If the petroglyph panel was indeed carved three thousand years ago, that date was long before the pueblo villages were settled in a pattern to reflect the constellation Orion. The typical mode of habitation prior to the 11th century AD was not the pueblo but the semi-subterranean pithouse decentralized upon the desert landscape. Nonetheless, the constellations were spiritually significant enough to be depicted in a stone chart. Perhaps at this early time the Ancient Ones first realized the hermetic maxim "as above, so below" and began to find terrestrial correlations to the sky beings. Many centuries before the pueblo villages were constructed, these locations functioned possibly as pilgrimage sites, shrines to honor the celestial deities brought down to Earth. It is this sort of non-pueblo demarcation that we find associated with two other constellations in the American Southwest.

Taurus and Aries Correlations

Although many cultures around the world have associated Taurus with the bull or wild ox, this zodiacal constellation was also universally connected with the concept of water. In fact, the Greek word Hyades (an open cluster representing the face or perhaps the horns of the bull) means "to rain." Farmers and mariners have always recognized this group of stars as a sign of coming storms and precipitation. Ovid calls them Sidus Hyantis, or "Rain-Bringing Stars." The Hyades --half-sisters of the Pleiades-- apparently were stricken with grief after their terrestrial brother, Hyas, drowned in a well; thus, their copious tears of mourning became rain. [Julius D.W. Staal, The New Patterns in the Sky: Myths and Legends of the Stars, p. 76] Consequently, the influence of Taurus is especially crucial in the desert where one's survival is totally dependent upon the presence of this inconstant element.

- **Data shown**
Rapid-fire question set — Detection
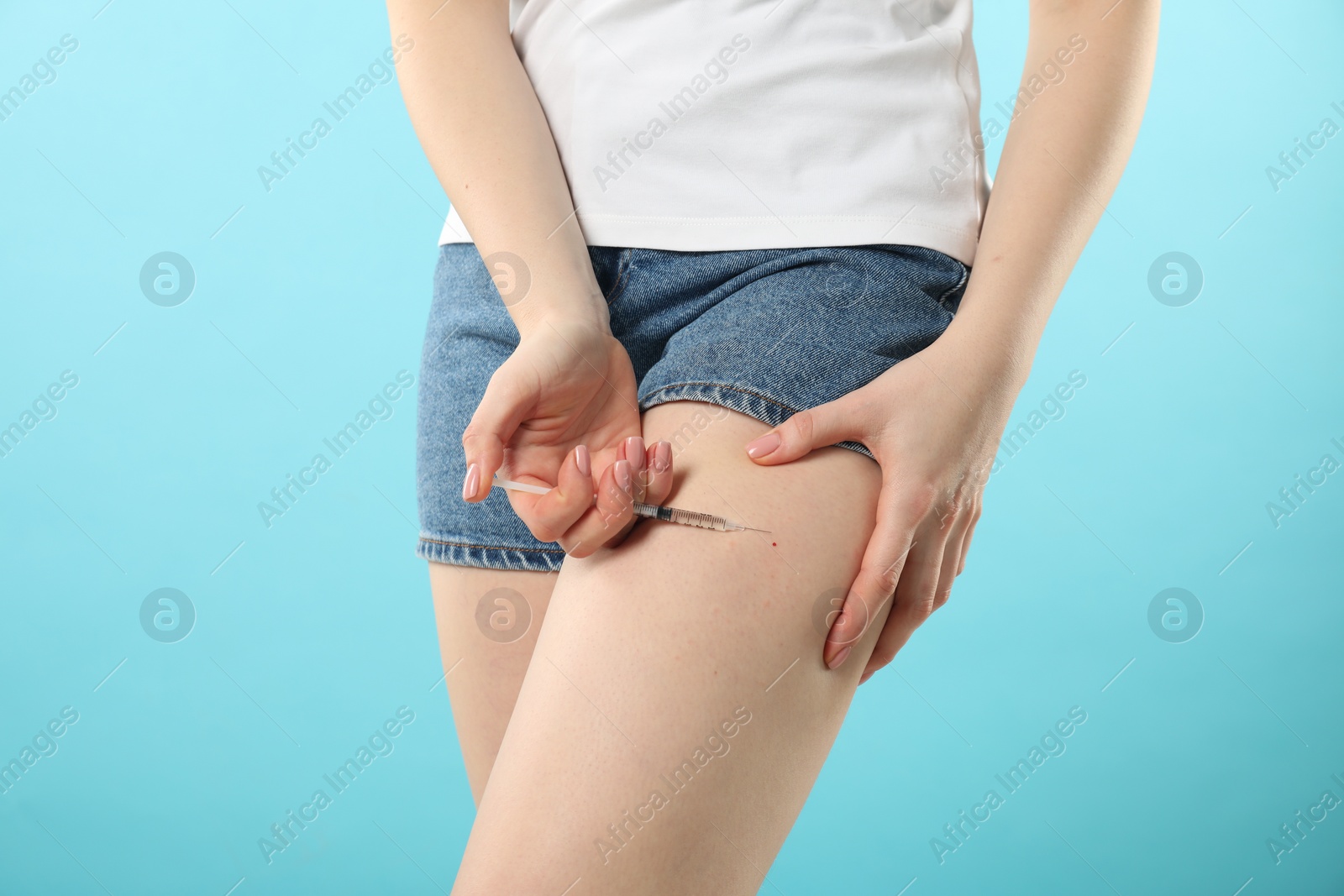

- **Exercises**
a. Repeat the part of the constellation passage from "If the petroglyph" up to and including "the American Southwest.".
b. Rewrite the paragraph of the constellation passage that begins "Although many cultures around the world" as a short list, keeping its main facts.
c. Answer these questions from the constellation passage:
(i) What was the typical kind of dwelling before the 11th century AD?
(ii) What does the Greek word Hyades mean?
(iii) What was the name of the brother who drowned in a well?
You can set the material aside; none of it is used here.

- **Results by task**
a.
If the petroglyph panel was indeed carved three thousand years ago, that date was long before the pueblo villages were settled in a pattern to reflect the constellation Orion. The typical mode of habitation prior to the 11th century AD was not the pueblo but the semi-subterranean pithouse decentralized upon the desert landscape. Nonetheless, the constellations were spiritually significant enough to be depicted in a stone chart. Perhaps at this early time the Ancient Ones first realized the hermetic maxim "as above, so below" and began to find terrestrial correlations to the sky beings. Many centuries before the pueblo villages were constructed, these locations functioned possibly as pilgrimage sites, shrines to honor the celestial deities brought down to Earth. It is this sort of non-pueblo demarcation that we find associated with two other constellations in the American Southwest.

b.
- Many cultures linked Taurus with the bull or wild ox, but it was also widely tied to water.
- The Greek word Hyades, the name of an open cluster that stands for the bull's face or perhaps its horns, means "to rain."
- Farmers and mariners have taken these stars as a sign of coming storms and rain.
- Ovid called them Sidus Hyantis, or "Rain-Bringing Stars."
- In the myth, the Hyades, half-sisters of the Pleiades, grieved when their brother Hyas drowned in a well, and their tears became rain.
- This makes Taurus especially important in the desert, where survival depends on water.

c.
(i) The semi-subterranean pithouse.
(ii) "To rain."
(iii) Hyas.